▸ **ESTRATTO FORNITO**:
┏━━
L'acquirente mi trasportò nei suoi appartamenti e cominciò immediatamente le operazioni. Avendomi tagliate le orecchie, tuttavia, scoprì dei segni di animazione. Suonò immediatamente il campanello, e mandò a chiamare un farmacista del vicinato, per consultarsi con lui in quell'emergenza. Nel caso che i suoi sospetti riguardo la mia vitalità si fossero dimostrati in ultima analisi fondati, mi praticò nel frattempo un'incisione allo stomaco, e, mi asportò buona parte delle viscere per una dissezione in privato (Poe, A perdita di Fiato)

Poe magico Poe.
Ci racconta di squartamenti, menomazioni e tagli di tutte le membra che, fuor di metafora, diventano “privazioni” o “sottrazioni di sé” – di quell'Intelligenza capace, al confine e all'apice della violenza, di stemperare il dolore per divenire una luminosa rivelazione. Improvvisa e vitale, essa ti inietta nell'arteria silenziosa una tale dose di spontaneità che, gioco forza, ti rende all'apparenza incapace, muto ai discorsi altrui.
Poniamoci la domanda, e con essa prendiamoci tutti un bel respiro. Siamo forse senza vita, quando resi mansueti accettiamo l'idea di possedere informazioni/saperi che forse forse ci posseggono a loro volta e ci riducono? Siamo forse resi senza Intelligenza, perché soffocati da una massa enorme di twittate? Com'è possibile non vedersi alle volte in preda agli orrori di una comunicazione fasulla? Come non vedersi irascibili, compulsivi, votati alla rivendicazione di qualcosa che in verità è fiction? Come non vedersi per quel che si è? Oggi! Perché? Perché adesso accettiamo di essere un misero accidente? Perché! È la domanda della filosofia che resiste alla vigilanza ininterrotta del nemico.
Lo faceva notare, ad esempio, anche Zarathustra. Ai suoi discepoli insegnava, con parole straordinarie, a non essere un prodotto del caso, a non diventare un accidente. “Voi non avete ancora cercato voi stessi: ecco che trovaste me” (Nietzsche).


L'INIZIO È LA FINE

Qui, nell'universo mediatico c'è gran cosa, moltissime possibilità sono date, ma fate attenzione: “ad una cultura distratta che deve costantemente obliare se stessa per rendere il nuovo”.
┗━━
▸ **ESTRATTO DEI DATI**:
┏━━
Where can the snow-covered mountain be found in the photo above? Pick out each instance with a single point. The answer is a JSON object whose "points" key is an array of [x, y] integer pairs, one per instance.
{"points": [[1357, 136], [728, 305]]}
┗━━
Scrivi il seguito della riflessione su Poe, Zarathustra e l'universo mediatico, partendo subito dopo la frase sulla cultura distratta.

Per agire davvero occorre una soluzione che forse, come nei racconti di Poe, ci veniva prospettata all'inizio: la fine di tutte le violazioni è nei fatti una indiscriminata ed insindacabile filosofia. Quella filosofia che i grandi autori ci offrono sempre nei loro testi, magistralmente costruiti, perché magister (maestro, o magis: mago) è colui che in sé domina e realizza un mondo perfetto. Un mondo per il quale un vivere possibile non sarà patire. Altrimenti...? L'ironia folle... di nuovo: l'orrore. Ti fanno a pezzi! Per niente!

[…] cadendomi sulla testa, mi fratturò il cranio in un modo al contempo interessante e straordinario (Poe, A perdita di fiato)


UNA FILOSOFIA INDISCRIMINATA

A questo punto dichiaro: che solo il lettore volenteroso di scoprire da sé, tutto quanto qui sia stato omesso, potrà trovare nel racconto dei nostri autori prediletti un finale che presenti aspetti positivi e vitali. Una cosa è pero da ripetere... ve la dico subito!
Guardate al cuore delle storie e al centro di voi stessi; guardate a come i segni, meta-segni o simboli, a come le informazioni si spostano e mutano all'interno di uno o più ambiti; guardate alle relazioni che intessono scenari nella maggior parte nichilistici perché sporcati dalla menzogna. Guardate a come voi, frutto dell'auto-controllo e della coscienza, potete guardare. Ampliate e fecondate la vostra Intelligenza. Non sa di vano!
In questo modo avviene la scoperta! Tautologica ma reale: un nuovo modo di vedere; una lettura più feconda di tutto quanto ci è stato dato. Edgar Poe a questo proposito scrisse una frase epocale. Da cogliere subito! Tre righe … per un inizio ed una fine.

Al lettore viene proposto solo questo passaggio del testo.